Dataset excerpts »
□ □ □ □ □ □ □

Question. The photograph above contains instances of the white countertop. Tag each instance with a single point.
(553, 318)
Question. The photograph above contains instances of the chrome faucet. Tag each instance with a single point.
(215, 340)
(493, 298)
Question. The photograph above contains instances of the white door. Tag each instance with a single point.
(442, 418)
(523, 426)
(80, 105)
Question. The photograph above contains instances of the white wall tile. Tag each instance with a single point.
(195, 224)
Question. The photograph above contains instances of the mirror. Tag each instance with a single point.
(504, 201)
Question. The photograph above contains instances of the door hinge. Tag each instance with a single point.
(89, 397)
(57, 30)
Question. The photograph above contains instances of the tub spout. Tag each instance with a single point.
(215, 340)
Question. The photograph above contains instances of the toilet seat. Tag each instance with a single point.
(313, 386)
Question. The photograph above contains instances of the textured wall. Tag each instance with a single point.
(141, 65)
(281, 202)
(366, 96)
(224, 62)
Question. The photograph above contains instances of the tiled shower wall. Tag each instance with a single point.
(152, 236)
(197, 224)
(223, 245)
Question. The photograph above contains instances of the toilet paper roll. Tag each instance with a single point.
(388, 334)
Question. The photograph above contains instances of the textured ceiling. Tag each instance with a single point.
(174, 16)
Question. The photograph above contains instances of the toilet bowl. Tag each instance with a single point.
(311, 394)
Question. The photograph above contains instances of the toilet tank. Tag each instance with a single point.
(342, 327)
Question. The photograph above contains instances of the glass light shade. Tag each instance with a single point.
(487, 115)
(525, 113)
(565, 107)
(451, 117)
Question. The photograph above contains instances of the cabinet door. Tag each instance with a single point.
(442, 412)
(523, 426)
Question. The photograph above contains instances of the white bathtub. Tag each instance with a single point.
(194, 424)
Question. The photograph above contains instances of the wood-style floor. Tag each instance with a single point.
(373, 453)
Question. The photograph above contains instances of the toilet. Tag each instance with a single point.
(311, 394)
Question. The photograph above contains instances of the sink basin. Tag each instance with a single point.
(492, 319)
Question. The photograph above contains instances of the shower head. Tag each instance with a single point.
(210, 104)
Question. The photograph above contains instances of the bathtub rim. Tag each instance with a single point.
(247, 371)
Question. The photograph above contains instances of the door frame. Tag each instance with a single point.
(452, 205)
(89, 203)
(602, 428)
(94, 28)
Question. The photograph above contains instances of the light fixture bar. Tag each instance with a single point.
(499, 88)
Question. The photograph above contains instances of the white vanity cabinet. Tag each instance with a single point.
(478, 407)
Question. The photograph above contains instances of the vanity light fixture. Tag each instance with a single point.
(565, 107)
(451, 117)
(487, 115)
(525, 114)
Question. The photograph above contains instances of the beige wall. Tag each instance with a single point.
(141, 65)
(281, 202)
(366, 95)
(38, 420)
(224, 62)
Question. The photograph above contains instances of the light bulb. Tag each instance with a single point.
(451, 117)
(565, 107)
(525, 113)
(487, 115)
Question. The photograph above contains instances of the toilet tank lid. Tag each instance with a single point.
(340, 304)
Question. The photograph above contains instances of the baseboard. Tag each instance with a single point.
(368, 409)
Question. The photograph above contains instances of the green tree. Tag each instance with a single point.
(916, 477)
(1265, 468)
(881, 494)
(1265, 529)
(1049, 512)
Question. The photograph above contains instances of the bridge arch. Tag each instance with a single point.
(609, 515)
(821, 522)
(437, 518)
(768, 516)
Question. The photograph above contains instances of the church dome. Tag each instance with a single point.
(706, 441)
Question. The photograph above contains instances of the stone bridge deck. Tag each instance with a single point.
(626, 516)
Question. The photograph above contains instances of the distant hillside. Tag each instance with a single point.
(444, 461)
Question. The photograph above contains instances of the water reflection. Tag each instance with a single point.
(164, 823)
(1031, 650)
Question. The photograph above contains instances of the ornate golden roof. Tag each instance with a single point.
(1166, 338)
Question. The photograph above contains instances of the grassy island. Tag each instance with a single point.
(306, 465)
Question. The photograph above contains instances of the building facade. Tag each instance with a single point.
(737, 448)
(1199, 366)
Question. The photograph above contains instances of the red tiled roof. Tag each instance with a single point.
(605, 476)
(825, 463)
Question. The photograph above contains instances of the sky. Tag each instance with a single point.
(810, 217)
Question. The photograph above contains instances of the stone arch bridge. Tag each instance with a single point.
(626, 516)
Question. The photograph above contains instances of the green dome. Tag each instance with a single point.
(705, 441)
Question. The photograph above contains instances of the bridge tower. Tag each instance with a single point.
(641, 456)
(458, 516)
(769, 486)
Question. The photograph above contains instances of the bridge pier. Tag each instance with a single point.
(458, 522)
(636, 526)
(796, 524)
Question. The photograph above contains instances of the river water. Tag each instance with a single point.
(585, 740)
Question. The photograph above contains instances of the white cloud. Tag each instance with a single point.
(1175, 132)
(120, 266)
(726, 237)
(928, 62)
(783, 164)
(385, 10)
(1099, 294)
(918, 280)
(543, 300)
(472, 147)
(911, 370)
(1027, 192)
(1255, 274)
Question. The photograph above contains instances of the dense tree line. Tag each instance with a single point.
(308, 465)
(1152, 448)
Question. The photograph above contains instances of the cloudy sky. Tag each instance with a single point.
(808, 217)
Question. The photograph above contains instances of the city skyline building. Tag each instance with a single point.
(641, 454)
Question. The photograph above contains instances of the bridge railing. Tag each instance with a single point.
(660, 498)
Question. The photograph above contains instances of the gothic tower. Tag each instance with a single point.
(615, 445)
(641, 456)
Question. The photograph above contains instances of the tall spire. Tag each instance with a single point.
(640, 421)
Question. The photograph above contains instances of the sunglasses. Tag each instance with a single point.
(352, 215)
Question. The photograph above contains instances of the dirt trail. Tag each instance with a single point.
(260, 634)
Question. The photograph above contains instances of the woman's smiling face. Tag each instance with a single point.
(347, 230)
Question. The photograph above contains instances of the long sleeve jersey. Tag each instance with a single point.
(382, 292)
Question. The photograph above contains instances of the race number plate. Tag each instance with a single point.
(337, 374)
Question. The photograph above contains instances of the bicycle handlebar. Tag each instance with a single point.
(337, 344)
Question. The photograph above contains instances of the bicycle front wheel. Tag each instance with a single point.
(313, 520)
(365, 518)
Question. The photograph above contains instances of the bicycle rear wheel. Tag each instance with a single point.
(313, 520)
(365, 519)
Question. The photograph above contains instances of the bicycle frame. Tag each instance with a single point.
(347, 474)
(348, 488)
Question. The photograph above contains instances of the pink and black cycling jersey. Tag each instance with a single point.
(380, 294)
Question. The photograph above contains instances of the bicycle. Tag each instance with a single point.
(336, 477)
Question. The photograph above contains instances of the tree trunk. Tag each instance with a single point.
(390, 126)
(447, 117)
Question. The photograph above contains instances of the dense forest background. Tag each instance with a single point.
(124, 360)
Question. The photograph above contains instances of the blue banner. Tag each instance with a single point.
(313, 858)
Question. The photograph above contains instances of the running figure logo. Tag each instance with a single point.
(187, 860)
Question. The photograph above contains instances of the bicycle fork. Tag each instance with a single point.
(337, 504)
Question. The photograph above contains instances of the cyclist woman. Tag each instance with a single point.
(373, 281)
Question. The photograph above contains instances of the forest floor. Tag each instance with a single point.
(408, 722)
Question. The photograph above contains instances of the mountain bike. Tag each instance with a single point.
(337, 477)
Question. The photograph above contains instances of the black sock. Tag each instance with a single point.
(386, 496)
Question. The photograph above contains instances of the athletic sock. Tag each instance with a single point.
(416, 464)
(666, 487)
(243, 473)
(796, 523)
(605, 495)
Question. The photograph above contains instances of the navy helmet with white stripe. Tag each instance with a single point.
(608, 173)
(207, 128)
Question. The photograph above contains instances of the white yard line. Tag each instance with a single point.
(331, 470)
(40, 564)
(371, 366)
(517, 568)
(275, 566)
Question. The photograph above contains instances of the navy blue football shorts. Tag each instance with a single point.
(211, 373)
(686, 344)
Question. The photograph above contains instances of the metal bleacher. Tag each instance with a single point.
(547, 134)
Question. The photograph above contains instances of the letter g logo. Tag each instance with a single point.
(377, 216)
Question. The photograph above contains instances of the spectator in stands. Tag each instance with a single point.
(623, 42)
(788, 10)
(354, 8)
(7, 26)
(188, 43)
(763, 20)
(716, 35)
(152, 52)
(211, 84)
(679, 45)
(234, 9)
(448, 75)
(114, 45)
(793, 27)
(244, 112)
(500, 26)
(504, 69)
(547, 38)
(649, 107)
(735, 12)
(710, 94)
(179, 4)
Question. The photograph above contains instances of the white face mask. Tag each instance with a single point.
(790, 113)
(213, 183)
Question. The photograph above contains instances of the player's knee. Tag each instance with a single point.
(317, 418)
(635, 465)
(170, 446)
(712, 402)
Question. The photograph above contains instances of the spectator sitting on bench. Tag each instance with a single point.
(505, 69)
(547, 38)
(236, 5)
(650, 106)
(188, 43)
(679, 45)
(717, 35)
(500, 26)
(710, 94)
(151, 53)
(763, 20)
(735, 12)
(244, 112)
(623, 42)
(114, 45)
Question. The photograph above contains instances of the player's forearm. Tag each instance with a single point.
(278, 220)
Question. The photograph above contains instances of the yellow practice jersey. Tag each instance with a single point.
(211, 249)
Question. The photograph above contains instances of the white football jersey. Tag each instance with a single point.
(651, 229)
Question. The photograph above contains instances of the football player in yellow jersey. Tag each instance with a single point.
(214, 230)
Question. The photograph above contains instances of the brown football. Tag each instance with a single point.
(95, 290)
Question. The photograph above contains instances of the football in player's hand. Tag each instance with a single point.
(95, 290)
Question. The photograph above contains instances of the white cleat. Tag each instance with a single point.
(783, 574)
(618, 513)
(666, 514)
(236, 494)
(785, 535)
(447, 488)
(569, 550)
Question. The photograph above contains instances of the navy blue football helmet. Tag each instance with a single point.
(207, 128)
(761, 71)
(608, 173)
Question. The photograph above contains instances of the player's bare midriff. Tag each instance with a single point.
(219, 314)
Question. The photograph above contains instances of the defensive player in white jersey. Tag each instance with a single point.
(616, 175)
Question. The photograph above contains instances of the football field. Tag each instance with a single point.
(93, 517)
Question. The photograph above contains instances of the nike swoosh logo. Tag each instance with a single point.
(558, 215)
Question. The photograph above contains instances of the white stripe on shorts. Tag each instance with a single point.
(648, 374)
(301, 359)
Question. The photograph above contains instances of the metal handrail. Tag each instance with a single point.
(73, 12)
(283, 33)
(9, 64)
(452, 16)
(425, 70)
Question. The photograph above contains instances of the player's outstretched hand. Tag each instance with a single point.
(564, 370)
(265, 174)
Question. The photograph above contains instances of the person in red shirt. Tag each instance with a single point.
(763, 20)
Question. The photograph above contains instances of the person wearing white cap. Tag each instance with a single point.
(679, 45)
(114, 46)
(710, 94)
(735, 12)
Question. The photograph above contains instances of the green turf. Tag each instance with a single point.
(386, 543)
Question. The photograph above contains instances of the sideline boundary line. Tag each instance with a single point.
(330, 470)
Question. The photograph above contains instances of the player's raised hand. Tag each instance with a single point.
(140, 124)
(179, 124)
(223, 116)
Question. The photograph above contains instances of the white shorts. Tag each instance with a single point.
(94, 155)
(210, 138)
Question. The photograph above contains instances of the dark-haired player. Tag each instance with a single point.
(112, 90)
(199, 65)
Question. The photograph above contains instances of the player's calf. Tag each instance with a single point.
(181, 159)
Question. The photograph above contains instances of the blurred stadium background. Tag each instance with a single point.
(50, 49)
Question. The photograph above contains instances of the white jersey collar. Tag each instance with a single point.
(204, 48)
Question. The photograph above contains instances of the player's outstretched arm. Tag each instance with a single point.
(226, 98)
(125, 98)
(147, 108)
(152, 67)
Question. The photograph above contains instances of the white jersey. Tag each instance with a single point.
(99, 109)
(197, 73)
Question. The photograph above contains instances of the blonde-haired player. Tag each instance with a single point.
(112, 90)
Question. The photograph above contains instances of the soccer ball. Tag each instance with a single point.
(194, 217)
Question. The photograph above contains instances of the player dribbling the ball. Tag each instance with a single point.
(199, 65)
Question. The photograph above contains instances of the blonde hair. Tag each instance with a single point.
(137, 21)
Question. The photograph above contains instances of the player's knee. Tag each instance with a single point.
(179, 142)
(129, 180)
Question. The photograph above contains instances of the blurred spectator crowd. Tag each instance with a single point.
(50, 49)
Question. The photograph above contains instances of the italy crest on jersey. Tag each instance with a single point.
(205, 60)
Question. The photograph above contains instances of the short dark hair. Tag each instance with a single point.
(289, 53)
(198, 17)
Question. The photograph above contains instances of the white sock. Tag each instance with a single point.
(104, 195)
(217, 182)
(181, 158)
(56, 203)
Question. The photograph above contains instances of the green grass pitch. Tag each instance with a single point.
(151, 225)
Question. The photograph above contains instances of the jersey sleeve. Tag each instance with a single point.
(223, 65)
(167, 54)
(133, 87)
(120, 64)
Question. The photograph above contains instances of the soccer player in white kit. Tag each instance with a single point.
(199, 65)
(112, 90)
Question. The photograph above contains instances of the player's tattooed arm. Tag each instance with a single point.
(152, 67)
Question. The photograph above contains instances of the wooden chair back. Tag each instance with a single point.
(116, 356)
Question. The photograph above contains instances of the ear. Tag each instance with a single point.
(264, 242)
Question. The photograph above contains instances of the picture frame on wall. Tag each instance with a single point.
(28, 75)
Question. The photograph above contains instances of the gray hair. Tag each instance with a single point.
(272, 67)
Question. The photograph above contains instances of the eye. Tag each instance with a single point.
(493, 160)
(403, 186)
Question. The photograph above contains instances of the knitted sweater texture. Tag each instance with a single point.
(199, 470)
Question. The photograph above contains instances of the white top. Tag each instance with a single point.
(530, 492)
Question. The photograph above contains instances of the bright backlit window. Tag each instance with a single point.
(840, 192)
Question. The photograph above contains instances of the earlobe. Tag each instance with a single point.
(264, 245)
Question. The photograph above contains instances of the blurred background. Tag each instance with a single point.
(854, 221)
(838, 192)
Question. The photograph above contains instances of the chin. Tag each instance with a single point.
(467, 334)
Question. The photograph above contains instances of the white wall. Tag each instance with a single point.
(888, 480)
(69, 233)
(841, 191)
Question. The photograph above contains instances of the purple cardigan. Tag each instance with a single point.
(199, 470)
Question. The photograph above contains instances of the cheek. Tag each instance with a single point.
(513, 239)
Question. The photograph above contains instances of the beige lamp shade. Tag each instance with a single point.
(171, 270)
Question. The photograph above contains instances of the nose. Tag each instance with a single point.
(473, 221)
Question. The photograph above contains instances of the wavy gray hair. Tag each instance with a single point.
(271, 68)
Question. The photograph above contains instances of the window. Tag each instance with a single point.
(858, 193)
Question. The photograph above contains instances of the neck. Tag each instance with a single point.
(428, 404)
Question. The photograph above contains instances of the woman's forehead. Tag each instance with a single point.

□ □ □ □ □ □ □

What to produce » In the records above, find the line containing "Question. The photograph above contains instances of the purple" and print it and every later line exactly, through the last one.

Answer section »
Question. The photograph above contains instances of the purple cardigan. Tag each instance with a single point.
(199, 470)
Question. The photograph above contains instances of the cheek. Tag each instance with a single point.
(513, 239)
Question. The photograph above contains instances of the beige lamp shade. Tag each instance with a single point.
(171, 270)
Question. The photograph above contains instances of the nose. Tag each instance with a single point.
(473, 221)
Question. The photograph above contains instances of the wavy gray hair. Tag each instance with a single point.
(271, 68)
Question. The photograph above contains instances of the window. Tag each instance with a single point.
(858, 193)
Question. The photograph above contains instances of the neck. Tag each instance with a single point.
(428, 404)
Question. The photograph above contains instances of the woman's forehead. Tag each instance with a single point.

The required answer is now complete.